> [Records shown]:
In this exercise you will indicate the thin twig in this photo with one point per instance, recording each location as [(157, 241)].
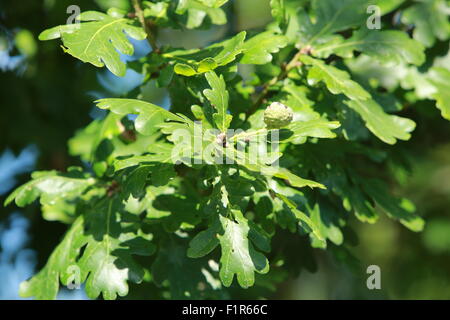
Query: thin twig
[(140, 15)]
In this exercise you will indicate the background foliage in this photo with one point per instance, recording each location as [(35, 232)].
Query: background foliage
[(47, 96)]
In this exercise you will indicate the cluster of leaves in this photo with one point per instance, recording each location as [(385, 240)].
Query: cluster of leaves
[(199, 225)]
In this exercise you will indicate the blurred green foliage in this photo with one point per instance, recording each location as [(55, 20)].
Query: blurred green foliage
[(43, 105)]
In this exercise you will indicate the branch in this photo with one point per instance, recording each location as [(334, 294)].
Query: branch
[(140, 15), (285, 69)]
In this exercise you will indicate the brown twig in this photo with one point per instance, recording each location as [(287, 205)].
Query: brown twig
[(285, 69), (140, 15)]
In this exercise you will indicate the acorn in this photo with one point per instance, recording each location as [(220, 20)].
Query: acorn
[(277, 115)]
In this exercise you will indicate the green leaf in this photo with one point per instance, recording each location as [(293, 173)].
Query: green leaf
[(51, 185), (218, 97), (60, 266), (259, 49), (400, 209), (185, 275), (386, 127), (193, 62), (333, 16), (385, 46), (97, 40), (238, 255), (319, 128), (106, 264), (337, 81), (301, 217), (149, 115), (205, 241), (197, 10), (440, 78), (430, 18)]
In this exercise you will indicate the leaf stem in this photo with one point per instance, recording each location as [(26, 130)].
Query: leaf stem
[(285, 69), (140, 15)]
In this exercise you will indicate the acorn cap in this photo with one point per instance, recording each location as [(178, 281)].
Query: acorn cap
[(277, 115)]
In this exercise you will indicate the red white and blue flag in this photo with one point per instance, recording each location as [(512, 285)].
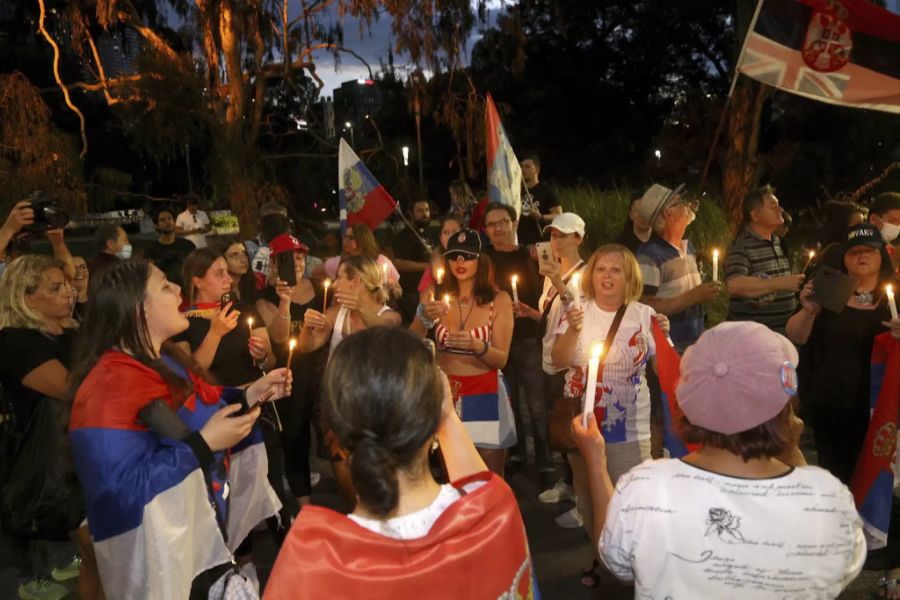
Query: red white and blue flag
[(668, 368), (504, 172), (155, 522), (362, 199), (873, 479), (844, 52)]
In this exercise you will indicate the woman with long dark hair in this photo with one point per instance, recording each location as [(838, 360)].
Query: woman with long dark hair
[(390, 407), (173, 472), (472, 322)]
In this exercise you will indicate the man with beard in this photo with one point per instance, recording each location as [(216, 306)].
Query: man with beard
[(169, 251), (412, 257)]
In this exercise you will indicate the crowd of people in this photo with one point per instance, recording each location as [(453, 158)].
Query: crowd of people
[(160, 404)]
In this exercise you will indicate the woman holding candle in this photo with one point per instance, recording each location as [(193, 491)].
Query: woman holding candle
[(612, 283), (283, 309), (218, 336), (472, 334)]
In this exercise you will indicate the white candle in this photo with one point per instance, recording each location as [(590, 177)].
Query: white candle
[(591, 390), (716, 265), (576, 293), (892, 304)]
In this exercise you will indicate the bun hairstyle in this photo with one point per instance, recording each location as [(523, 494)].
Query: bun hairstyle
[(383, 396)]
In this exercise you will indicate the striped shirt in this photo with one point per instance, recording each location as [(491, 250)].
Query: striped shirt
[(752, 256), (669, 271)]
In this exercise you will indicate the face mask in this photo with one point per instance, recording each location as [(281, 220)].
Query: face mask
[(889, 232), (125, 252)]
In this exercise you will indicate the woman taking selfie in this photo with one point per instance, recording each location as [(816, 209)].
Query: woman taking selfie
[(390, 407), (162, 454), (472, 322)]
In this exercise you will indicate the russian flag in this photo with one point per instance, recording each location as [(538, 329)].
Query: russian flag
[(150, 512), (873, 480), (362, 199), (668, 367), (504, 172)]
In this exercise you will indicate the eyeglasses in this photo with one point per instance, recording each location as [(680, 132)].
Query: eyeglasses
[(498, 224)]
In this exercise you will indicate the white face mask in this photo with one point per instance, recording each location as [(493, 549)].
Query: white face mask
[(125, 252), (889, 232)]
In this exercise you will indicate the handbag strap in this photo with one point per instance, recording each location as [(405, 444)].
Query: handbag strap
[(613, 330)]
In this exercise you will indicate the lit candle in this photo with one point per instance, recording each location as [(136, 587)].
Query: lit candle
[(716, 265), (291, 345), (576, 293), (591, 389), (892, 304), (812, 254)]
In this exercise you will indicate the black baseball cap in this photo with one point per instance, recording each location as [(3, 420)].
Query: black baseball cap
[(465, 243)]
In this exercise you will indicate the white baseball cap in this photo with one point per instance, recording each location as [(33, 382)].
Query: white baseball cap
[(567, 223)]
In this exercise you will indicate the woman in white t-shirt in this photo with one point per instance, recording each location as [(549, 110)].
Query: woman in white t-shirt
[(731, 519), (611, 280)]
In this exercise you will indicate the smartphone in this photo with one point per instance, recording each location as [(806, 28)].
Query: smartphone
[(545, 255), (286, 271)]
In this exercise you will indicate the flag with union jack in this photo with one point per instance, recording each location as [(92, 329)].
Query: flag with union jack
[(844, 52)]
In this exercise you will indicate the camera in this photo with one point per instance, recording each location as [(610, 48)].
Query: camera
[(47, 214)]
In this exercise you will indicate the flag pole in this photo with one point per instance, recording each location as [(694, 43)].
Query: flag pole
[(422, 241)]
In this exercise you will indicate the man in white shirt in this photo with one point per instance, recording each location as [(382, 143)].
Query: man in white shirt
[(193, 224)]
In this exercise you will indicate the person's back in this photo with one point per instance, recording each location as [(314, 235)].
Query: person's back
[(685, 532)]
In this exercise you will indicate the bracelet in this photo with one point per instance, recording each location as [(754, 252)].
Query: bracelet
[(420, 314)]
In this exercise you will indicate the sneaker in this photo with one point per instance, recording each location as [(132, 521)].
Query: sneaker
[(70, 571), (571, 519), (559, 492), (248, 570), (42, 588)]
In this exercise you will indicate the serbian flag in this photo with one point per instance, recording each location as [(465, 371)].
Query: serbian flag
[(873, 479), (476, 549), (844, 52), (504, 172), (668, 367), (155, 522), (362, 198)]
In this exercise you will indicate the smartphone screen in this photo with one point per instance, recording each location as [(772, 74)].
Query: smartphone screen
[(286, 271)]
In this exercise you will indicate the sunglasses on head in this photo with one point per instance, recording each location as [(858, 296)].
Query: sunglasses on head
[(457, 255)]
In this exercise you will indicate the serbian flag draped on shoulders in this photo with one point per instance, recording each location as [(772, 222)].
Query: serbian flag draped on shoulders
[(668, 366), (873, 479), (476, 549), (362, 199), (155, 522), (844, 52), (504, 172)]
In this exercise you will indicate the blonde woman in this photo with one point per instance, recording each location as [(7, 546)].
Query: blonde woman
[(612, 282), (359, 303), (36, 332)]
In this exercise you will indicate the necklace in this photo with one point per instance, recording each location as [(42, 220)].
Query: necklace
[(864, 298)]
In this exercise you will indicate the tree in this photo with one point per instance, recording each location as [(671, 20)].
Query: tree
[(211, 82)]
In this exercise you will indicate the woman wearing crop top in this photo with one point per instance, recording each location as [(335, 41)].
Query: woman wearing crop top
[(472, 323)]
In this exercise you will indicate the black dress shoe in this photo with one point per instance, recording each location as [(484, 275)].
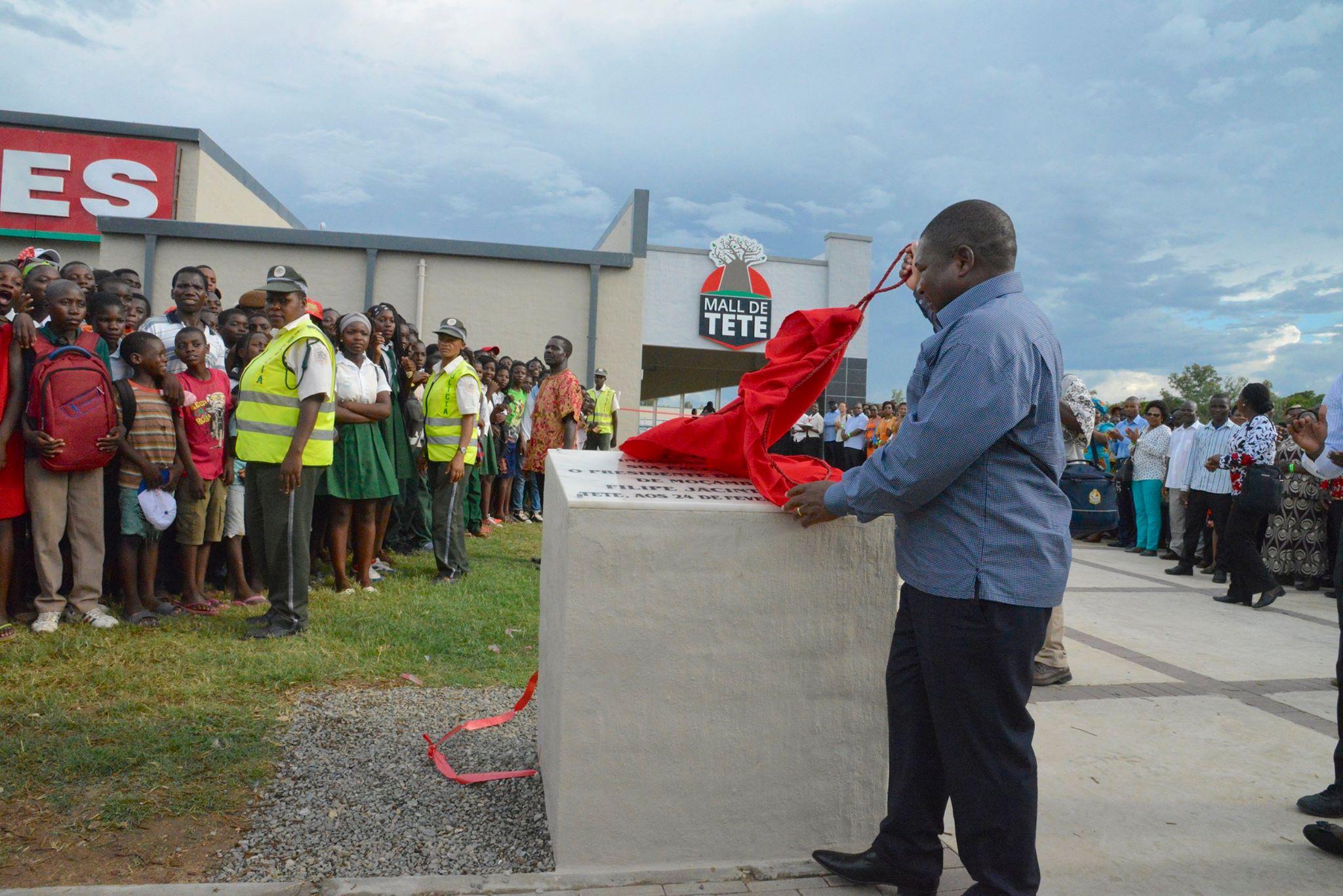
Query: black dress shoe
[(868, 868), (1232, 598), (1270, 596), (1326, 836), (277, 629)]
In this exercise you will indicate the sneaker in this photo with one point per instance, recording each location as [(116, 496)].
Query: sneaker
[(1327, 804), (46, 622), (1051, 676), (100, 618)]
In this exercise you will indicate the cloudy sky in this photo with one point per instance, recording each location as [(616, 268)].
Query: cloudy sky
[(1173, 167)]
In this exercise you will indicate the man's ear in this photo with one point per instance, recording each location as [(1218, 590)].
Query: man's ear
[(965, 260)]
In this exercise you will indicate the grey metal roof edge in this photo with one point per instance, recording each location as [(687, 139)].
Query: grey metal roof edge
[(98, 125), (339, 239), (785, 260), (155, 132), (243, 176), (639, 226)]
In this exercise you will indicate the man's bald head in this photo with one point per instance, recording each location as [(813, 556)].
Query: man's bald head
[(963, 246), (978, 225)]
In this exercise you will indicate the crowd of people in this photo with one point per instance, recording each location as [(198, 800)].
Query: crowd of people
[(252, 446), (1232, 497), (844, 438)]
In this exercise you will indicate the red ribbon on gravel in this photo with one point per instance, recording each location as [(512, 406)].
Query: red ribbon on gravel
[(476, 724)]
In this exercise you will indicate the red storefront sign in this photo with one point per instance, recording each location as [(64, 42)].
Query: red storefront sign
[(58, 183)]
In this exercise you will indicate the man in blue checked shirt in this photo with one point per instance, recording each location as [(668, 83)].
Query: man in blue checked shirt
[(984, 547)]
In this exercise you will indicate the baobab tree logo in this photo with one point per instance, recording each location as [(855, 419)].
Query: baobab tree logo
[(735, 302)]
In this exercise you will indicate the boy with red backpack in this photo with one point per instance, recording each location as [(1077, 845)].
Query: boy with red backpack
[(73, 430)]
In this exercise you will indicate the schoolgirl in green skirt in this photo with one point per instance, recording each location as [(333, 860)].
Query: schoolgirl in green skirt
[(361, 475), (384, 348)]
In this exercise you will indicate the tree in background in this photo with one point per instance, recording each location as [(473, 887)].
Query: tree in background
[(1199, 383)]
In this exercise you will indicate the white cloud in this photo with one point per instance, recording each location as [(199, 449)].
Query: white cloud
[(731, 215), (1299, 75), (339, 197), (1213, 89), (1115, 386)]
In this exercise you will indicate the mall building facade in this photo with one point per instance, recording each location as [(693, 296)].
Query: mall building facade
[(665, 321)]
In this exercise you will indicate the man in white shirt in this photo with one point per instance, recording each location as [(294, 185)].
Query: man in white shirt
[(854, 438), (1177, 475)]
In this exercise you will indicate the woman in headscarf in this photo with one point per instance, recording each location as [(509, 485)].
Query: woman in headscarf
[(386, 352), (1296, 537)]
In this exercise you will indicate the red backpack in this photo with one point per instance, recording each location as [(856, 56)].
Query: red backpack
[(71, 399)]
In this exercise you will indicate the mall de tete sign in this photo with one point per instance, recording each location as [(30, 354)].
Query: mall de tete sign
[(735, 302)]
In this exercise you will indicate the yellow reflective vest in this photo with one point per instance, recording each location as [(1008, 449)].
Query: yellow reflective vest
[(602, 413), (268, 403), (443, 418)]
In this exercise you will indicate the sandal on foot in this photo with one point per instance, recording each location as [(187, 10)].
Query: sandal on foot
[(199, 609)]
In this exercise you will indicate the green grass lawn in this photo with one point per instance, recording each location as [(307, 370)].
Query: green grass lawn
[(127, 724)]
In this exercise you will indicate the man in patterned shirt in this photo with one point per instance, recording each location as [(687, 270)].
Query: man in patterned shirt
[(984, 547)]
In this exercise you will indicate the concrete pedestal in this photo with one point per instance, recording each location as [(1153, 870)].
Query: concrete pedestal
[(712, 674)]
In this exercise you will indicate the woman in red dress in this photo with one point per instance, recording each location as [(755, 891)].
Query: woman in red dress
[(12, 503)]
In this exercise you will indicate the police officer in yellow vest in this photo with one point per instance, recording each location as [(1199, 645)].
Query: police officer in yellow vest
[(287, 431), (452, 441), (602, 422)]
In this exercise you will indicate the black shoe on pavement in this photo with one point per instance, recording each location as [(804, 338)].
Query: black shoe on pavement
[(1232, 598), (1047, 676), (1326, 836), (868, 868), (1327, 804), (1270, 596), (277, 629)]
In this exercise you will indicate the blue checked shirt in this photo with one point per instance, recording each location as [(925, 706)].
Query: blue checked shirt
[(972, 475), (1208, 442)]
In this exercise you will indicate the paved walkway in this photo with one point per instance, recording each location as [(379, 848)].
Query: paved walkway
[(1170, 765)]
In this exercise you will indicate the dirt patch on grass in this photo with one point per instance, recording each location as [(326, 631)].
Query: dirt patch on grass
[(41, 848)]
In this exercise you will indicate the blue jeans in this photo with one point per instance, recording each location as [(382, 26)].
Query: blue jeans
[(1148, 507)]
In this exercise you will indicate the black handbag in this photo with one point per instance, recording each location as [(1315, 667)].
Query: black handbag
[(1094, 495), (1262, 490)]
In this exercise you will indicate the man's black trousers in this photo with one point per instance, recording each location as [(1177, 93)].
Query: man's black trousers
[(1195, 520), (957, 687)]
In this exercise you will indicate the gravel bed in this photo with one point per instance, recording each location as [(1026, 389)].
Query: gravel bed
[(356, 797)]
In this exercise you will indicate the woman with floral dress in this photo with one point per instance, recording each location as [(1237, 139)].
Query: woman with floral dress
[(1256, 492), (1298, 535)]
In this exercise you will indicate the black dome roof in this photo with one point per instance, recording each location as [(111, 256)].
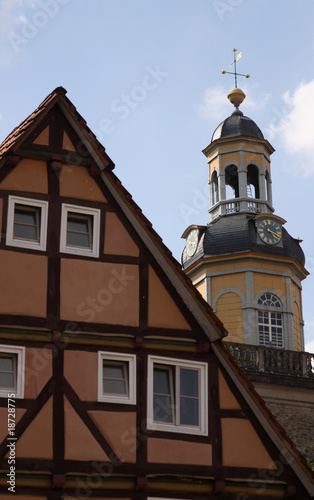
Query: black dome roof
[(237, 233), (236, 125)]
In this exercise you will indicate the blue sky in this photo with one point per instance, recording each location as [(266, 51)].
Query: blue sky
[(146, 75)]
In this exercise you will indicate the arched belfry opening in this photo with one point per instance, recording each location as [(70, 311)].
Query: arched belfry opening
[(253, 190), (232, 182), (214, 188)]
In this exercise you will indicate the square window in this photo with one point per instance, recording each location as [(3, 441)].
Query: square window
[(27, 223), (116, 378), (177, 395), (80, 228), (12, 365)]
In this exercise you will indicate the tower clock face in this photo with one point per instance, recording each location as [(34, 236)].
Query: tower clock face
[(269, 231), (192, 242)]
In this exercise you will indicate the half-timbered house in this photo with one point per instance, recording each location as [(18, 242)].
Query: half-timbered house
[(114, 381)]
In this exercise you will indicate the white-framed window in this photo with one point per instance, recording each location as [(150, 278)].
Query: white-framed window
[(12, 368), (177, 395), (116, 378), (80, 228), (27, 223), (270, 322)]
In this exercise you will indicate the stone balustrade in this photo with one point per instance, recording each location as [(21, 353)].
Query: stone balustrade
[(272, 360)]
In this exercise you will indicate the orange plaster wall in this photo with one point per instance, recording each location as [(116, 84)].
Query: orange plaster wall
[(170, 451), (28, 176), (241, 445), (38, 370), (99, 292), (119, 430), (227, 400), (162, 310), (75, 182), (229, 310), (67, 143), (117, 239), (19, 412), (23, 279), (85, 387), (36, 440), (80, 444), (43, 138)]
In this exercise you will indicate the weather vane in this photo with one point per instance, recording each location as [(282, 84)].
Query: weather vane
[(234, 63)]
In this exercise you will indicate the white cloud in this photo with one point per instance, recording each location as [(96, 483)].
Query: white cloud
[(215, 103), (293, 124)]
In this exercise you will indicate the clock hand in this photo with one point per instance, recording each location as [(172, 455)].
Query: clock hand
[(274, 234)]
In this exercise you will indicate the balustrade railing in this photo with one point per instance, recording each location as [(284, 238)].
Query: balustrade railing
[(272, 360)]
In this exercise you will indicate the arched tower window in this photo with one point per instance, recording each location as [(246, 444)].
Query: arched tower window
[(267, 186), (232, 180), (270, 325), (214, 187), (252, 182)]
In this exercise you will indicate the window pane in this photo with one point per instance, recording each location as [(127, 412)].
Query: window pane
[(163, 408), (115, 378), (7, 380), (188, 382), (76, 224), (189, 411), (7, 372), (6, 364), (114, 387), (163, 395), (26, 223), (79, 230), (161, 381)]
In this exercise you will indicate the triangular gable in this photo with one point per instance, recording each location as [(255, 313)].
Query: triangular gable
[(162, 310), (28, 445), (80, 444), (275, 450)]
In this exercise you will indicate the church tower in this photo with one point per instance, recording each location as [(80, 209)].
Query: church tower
[(244, 262)]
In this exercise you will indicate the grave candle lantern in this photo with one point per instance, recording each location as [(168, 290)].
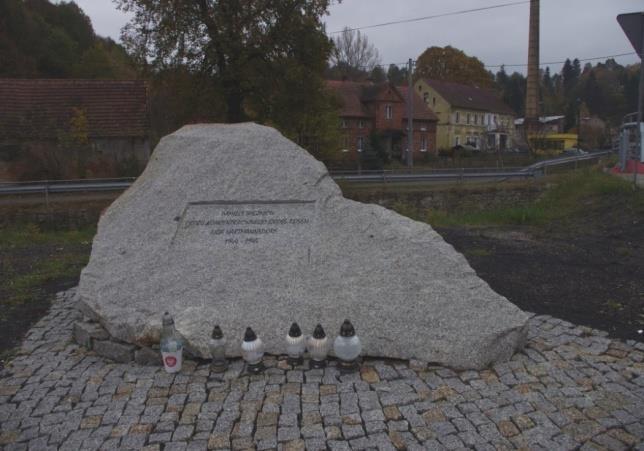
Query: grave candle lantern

> [Your instructions]:
In the listing above, locate the line containing "In this exercise you will indicate the gravel" and the line containing "In this exercise you will indicate the woman with floral", then transcribe both and every line between them verbatim.

> [Output for this exercise]:
In this exercise you will indicate the gravel bed in this photo with one point per instance, recording each location as [(1026, 389)].
Query: gravel bed
[(356, 797)]
In this exercise you will indicate the woman with floral dress in this photo with one point per instance, recording each location as [(1237, 139)].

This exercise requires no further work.